§ **Provided text**:
'''
In the Faculty of Arts though, it would have to be the Indigenous poetry course that Jordan Abel taught in Winter 2019 (ENGL309). That was a really beautiful space, and at times really challenging. But I learned a lot and produced some of my absolute best work.

What do you plan on doing after completing your undergraduate degree?
I recently got accepted into the graduate program in the English Department, so I’ll be continuing my work on the print culture of the numbered treaties. I’ve been really fortunate to be able to apply all the learning I’ve done in Arts and Science. It might seem strange that I do art and poetry about treaty with a background in ecology. But the research skills I learned in science have helped prepare me for a lot of the heavy archival based work I do now. Also, treaty is all about the land and my work always ties back to my deep love for the land.

What's the one thing, you can't live without?
Oh it has to be coffee.

What do you do to have fun?
I love to look at the invertebrates in the pond outside Humanities. It faces south and gets a lot of great sunlight. It’s an amazing spot. If I need to unwind, I’ll go sit at the pond and watch the snails and water beetles. If I have a bit more time I’ll go down to the river. The river is really so important to me and my family history in this place. But that being said, sometimes I just want to play Nintendo!

What would people be surprised to know about you?
I think the thing people are always most surprised to find out is how much I love Formula 1! I’ve watched every single race since the Belgian grand prix in 2008 and I’m very passionate about the sport.

What is a cause you are passionate about?
Sharing the stories of treaty and sovereignty. And not just the numbered treaties, because there’s a lot of structures of colonial violence associated with how they were made and continue to operate. I’m passionate about the first treaties of the land that informed the spirit of the treaties with the crown. I’m passionate about advocating for the sovereignty of the nations of plants and animals that we interact with all the time. Those interactions and relationships are the basis of everything. That’s what I try to communicate with my art and writing. I’m passionate about trying my best to share these stories in a way that’s not just accessible, but hopefully in ways that are meaningful and effective as well.
'''
§ **Work order 1**: Set down everything in the records from their first line down to the line containing "positive clicks: (256, 1)", both ends included, reproducing each line without any change.
The interview text and the records that follow it are unrelated and come from separate sources.

§ **Working data**:
'''
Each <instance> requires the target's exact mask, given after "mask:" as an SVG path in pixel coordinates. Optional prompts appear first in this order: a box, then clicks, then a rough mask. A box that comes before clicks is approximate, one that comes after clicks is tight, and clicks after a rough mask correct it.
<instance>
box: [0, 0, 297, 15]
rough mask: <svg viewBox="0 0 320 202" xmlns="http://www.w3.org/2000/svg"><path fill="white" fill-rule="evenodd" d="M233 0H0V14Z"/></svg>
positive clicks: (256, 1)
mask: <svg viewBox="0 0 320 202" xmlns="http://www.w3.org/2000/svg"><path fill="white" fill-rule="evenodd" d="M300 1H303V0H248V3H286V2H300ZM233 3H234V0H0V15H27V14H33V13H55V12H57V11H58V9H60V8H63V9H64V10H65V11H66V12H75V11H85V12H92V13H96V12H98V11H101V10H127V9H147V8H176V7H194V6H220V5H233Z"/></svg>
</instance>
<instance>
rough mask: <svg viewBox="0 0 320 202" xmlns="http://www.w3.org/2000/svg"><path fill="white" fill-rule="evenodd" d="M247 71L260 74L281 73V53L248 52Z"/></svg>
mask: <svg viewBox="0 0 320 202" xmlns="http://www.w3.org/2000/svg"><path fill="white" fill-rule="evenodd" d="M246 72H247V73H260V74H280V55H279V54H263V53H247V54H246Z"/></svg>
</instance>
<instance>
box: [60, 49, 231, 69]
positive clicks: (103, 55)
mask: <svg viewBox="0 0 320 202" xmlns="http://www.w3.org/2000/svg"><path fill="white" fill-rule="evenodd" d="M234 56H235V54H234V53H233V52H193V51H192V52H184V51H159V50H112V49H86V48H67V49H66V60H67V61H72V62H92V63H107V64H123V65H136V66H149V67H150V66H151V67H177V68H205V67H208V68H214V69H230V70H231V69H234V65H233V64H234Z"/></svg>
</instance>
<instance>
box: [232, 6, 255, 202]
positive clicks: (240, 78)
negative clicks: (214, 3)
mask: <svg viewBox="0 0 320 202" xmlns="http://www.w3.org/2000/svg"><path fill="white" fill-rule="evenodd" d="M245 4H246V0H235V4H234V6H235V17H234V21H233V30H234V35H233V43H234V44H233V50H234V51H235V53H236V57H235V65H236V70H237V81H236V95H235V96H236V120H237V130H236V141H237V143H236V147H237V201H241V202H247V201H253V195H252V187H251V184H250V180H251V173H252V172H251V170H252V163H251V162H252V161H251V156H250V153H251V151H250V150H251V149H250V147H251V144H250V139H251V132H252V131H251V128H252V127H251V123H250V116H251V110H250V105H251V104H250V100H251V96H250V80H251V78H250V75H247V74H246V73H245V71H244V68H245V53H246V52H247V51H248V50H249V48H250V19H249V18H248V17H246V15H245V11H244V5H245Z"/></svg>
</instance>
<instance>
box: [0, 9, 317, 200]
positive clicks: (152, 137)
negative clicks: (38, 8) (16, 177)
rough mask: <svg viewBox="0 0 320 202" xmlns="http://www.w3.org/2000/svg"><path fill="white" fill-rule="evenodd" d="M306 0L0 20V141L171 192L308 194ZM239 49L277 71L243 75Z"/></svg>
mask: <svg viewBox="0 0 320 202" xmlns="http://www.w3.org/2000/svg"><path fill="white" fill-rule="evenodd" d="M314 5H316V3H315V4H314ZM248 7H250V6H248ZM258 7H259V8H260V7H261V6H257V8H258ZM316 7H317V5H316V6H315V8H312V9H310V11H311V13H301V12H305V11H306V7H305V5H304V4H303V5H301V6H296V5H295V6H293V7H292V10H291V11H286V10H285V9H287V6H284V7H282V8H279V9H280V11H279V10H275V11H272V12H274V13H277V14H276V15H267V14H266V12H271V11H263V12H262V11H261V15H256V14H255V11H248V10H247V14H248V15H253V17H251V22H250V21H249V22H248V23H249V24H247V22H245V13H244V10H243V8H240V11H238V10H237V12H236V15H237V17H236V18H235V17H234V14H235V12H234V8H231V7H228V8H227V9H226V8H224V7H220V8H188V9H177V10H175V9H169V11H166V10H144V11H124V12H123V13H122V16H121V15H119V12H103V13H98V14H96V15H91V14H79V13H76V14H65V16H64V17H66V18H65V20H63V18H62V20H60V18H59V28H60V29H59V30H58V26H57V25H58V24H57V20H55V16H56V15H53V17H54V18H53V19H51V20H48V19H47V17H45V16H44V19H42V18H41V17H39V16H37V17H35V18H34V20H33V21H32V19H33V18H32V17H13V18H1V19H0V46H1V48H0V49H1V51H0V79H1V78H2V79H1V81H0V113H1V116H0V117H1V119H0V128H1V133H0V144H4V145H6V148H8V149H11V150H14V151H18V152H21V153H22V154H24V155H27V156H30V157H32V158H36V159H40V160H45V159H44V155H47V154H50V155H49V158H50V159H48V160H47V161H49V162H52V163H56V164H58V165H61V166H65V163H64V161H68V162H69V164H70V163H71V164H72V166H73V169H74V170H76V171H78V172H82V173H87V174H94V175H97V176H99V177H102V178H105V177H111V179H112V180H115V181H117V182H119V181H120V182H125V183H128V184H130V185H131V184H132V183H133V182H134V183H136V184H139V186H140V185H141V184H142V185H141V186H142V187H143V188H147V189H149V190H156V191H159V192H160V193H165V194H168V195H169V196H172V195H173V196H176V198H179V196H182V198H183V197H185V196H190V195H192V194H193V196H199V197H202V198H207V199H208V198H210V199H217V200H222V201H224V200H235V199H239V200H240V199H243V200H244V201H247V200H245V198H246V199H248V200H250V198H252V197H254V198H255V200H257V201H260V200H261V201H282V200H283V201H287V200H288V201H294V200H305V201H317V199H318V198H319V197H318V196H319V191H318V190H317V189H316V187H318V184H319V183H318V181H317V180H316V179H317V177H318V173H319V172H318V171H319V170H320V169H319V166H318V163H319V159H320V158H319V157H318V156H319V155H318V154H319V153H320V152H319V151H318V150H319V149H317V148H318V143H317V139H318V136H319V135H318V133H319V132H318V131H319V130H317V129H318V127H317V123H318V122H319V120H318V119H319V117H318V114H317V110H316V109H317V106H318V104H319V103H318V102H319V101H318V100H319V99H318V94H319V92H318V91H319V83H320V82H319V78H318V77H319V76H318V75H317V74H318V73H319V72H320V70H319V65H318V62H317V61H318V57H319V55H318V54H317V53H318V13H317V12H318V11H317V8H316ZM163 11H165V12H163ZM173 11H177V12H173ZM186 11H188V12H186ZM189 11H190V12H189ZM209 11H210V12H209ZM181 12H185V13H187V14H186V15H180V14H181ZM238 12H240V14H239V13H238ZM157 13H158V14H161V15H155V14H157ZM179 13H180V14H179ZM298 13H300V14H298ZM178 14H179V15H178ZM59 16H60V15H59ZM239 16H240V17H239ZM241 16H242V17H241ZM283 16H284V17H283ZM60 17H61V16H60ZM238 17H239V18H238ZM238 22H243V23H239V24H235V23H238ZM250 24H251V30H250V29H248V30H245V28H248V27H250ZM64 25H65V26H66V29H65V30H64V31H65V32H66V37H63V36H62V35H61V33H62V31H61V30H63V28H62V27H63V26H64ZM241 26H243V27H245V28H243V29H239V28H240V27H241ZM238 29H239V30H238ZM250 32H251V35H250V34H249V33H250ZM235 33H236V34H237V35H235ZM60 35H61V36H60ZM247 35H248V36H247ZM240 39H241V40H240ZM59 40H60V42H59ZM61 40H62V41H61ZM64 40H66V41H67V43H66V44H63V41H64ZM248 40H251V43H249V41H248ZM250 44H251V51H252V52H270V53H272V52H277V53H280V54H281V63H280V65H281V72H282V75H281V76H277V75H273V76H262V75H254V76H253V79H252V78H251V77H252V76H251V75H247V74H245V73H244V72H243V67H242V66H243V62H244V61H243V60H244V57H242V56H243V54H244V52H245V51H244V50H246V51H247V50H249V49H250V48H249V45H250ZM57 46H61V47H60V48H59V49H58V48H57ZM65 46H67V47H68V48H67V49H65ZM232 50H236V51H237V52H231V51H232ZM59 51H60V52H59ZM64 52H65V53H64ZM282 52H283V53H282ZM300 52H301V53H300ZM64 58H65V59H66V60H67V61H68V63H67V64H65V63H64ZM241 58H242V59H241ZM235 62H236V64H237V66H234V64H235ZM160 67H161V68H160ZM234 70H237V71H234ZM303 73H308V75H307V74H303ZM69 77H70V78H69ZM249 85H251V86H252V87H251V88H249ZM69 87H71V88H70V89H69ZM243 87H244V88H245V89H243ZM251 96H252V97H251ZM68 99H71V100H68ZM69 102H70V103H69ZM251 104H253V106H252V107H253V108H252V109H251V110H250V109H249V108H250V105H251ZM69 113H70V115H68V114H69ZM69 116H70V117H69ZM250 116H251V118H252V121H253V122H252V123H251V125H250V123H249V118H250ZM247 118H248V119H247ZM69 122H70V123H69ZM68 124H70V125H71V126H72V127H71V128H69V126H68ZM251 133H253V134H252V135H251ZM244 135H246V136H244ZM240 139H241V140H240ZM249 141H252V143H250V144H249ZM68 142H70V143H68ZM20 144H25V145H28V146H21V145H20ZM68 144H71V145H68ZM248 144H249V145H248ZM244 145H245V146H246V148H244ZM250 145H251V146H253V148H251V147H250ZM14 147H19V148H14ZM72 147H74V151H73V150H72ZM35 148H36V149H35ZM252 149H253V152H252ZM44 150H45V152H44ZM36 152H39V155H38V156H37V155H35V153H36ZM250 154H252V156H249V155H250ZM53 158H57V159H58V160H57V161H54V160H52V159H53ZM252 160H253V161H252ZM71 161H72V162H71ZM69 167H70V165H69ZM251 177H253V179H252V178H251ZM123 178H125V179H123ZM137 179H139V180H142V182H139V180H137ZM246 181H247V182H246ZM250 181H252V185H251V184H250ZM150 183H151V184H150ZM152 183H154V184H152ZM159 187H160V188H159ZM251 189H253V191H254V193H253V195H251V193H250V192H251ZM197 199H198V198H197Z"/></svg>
'''
§ **Work order 2**: According to the interview, since which race has the interviewee watched every Formula 1 race?

§ **Response box 1**:
Each <instance> requires the target's exact mask, given after "mask:" as an SVG path in pixel coordinates. Optional prompts appear first in this order: a box, then clicks, then a rough mask. A box that comes before clicks is approximate, one that comes after clicks is tight, and clicks after a rough mask correct it.
<instance>
box: [0, 0, 297, 15]
rough mask: <svg viewBox="0 0 320 202" xmlns="http://www.w3.org/2000/svg"><path fill="white" fill-rule="evenodd" d="M233 0H0V14Z"/></svg>
positive clicks: (256, 1)

§ **Response box 2**: The Belgian grand prix in 2008.